#### How to complete this task:
Make an exact copy of the records that follow, with each picture omitted.

(Saved entries)
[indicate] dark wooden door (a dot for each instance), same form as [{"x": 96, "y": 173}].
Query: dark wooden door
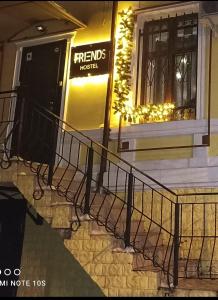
[
  {"x": 41, "y": 79},
  {"x": 12, "y": 225}
]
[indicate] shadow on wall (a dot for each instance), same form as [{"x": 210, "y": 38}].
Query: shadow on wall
[{"x": 46, "y": 261}]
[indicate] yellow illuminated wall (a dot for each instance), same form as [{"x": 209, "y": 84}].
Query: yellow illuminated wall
[
  {"x": 164, "y": 142},
  {"x": 85, "y": 103}
]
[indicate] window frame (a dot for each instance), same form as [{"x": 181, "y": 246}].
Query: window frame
[
  {"x": 153, "y": 14},
  {"x": 169, "y": 56}
]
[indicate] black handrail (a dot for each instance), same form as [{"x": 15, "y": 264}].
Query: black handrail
[{"x": 155, "y": 214}]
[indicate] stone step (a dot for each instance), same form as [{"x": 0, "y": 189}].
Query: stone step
[
  {"x": 141, "y": 263},
  {"x": 198, "y": 284}
]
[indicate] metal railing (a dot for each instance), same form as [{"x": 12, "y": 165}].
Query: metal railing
[{"x": 142, "y": 213}]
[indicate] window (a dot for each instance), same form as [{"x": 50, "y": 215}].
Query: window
[{"x": 169, "y": 63}]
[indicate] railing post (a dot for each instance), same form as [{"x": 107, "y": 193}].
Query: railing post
[
  {"x": 21, "y": 120},
  {"x": 129, "y": 211},
  {"x": 53, "y": 154},
  {"x": 88, "y": 181},
  {"x": 176, "y": 245}
]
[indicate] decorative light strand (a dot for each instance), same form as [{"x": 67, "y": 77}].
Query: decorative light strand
[{"x": 122, "y": 85}]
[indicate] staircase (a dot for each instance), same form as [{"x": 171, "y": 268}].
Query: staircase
[{"x": 133, "y": 235}]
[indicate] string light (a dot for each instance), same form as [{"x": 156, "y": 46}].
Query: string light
[{"x": 122, "y": 85}]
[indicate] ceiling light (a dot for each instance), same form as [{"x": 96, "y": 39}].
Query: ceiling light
[{"x": 40, "y": 28}]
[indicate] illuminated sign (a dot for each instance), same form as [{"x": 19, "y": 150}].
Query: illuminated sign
[{"x": 90, "y": 60}]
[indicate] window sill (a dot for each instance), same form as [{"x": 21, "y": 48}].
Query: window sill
[{"x": 171, "y": 128}]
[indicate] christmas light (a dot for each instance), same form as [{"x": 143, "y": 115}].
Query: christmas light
[{"x": 122, "y": 85}]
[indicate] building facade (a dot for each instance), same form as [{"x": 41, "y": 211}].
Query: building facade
[{"x": 135, "y": 82}]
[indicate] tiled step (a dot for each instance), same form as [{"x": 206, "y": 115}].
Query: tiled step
[
  {"x": 198, "y": 284},
  {"x": 140, "y": 263}
]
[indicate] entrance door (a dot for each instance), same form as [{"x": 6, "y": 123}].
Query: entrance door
[
  {"x": 12, "y": 225},
  {"x": 41, "y": 78}
]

#### Expected answer:
[indicate] dark wooden door (a dot for each instance), same form as [{"x": 96, "y": 173}].
Query: dark wooden door
[
  {"x": 41, "y": 79},
  {"x": 12, "y": 225}
]
[indicate] shadow on wall (a dot for each instance), same form as [{"x": 210, "y": 38}].
Query: shadow on wall
[{"x": 46, "y": 261}]
[indicate] yellow illuminated wall (a dot for each instance), same form as [{"x": 209, "y": 84}].
Query: yellow illuminated wall
[
  {"x": 164, "y": 142},
  {"x": 85, "y": 103}
]
[indicate] window frame (a dot for each instance), same form as [{"x": 181, "y": 246}].
Query: window frame
[
  {"x": 153, "y": 14},
  {"x": 169, "y": 56}
]
[indicate] black handrail (a dot for each instance), same form as [{"x": 15, "y": 264}].
Query: black handrail
[{"x": 155, "y": 214}]
[indicate] stone step (a dot for each instance), same form as [{"x": 0, "y": 189}].
Query: stone step
[
  {"x": 141, "y": 263},
  {"x": 198, "y": 284}
]
[indicate] metal railing (a dot for each instance), same form as [{"x": 12, "y": 165}].
Query: metal railing
[{"x": 142, "y": 213}]
[indicate] window (a dot for each instance), same form as [{"x": 50, "y": 215}].
Query: window
[{"x": 169, "y": 63}]
[indicate] railing post (a dot for each instance), same form as [{"x": 107, "y": 193}].
Query: railing post
[
  {"x": 21, "y": 120},
  {"x": 129, "y": 211},
  {"x": 53, "y": 154},
  {"x": 88, "y": 181},
  {"x": 176, "y": 245}
]
[indicate] decorative light strand (a dot for each instance), same form as [{"x": 67, "y": 77}].
Query: decorative light strand
[{"x": 122, "y": 85}]
[indicate] staircase (a dot for each instance), same form as [{"x": 171, "y": 268}].
Query: staircase
[{"x": 133, "y": 235}]
[indicate] string light (a dot for each instance), same form as [{"x": 156, "y": 46}].
Query: string light
[{"x": 122, "y": 85}]
[indicate] ceiling light (a dot for each instance), same form as [{"x": 96, "y": 39}].
Query: ceiling light
[{"x": 40, "y": 28}]
[indicate] illuminated sign (a dot for each instance), same form as [{"x": 19, "y": 150}].
Query: illuminated sign
[{"x": 90, "y": 60}]
[indicate] window sill (a dot for each instance), same form as [{"x": 21, "y": 48}].
Query: window sill
[{"x": 171, "y": 128}]
[indicate] christmas light (a dot for each instance), same form as [{"x": 143, "y": 115}].
Query: christmas light
[{"x": 122, "y": 85}]
[indicate] building facade (a dot for each instance), same form as [{"x": 41, "y": 211}].
Query: building facade
[{"x": 135, "y": 82}]
[indicate] tiled step (a dot for each instance), same form as [{"x": 206, "y": 115}].
Query: tiled step
[
  {"x": 198, "y": 284},
  {"x": 140, "y": 263}
]
[indicate] entrance door (a dot for each instance), same form as [{"x": 6, "y": 123}].
Query: entrance door
[
  {"x": 12, "y": 225},
  {"x": 41, "y": 78}
]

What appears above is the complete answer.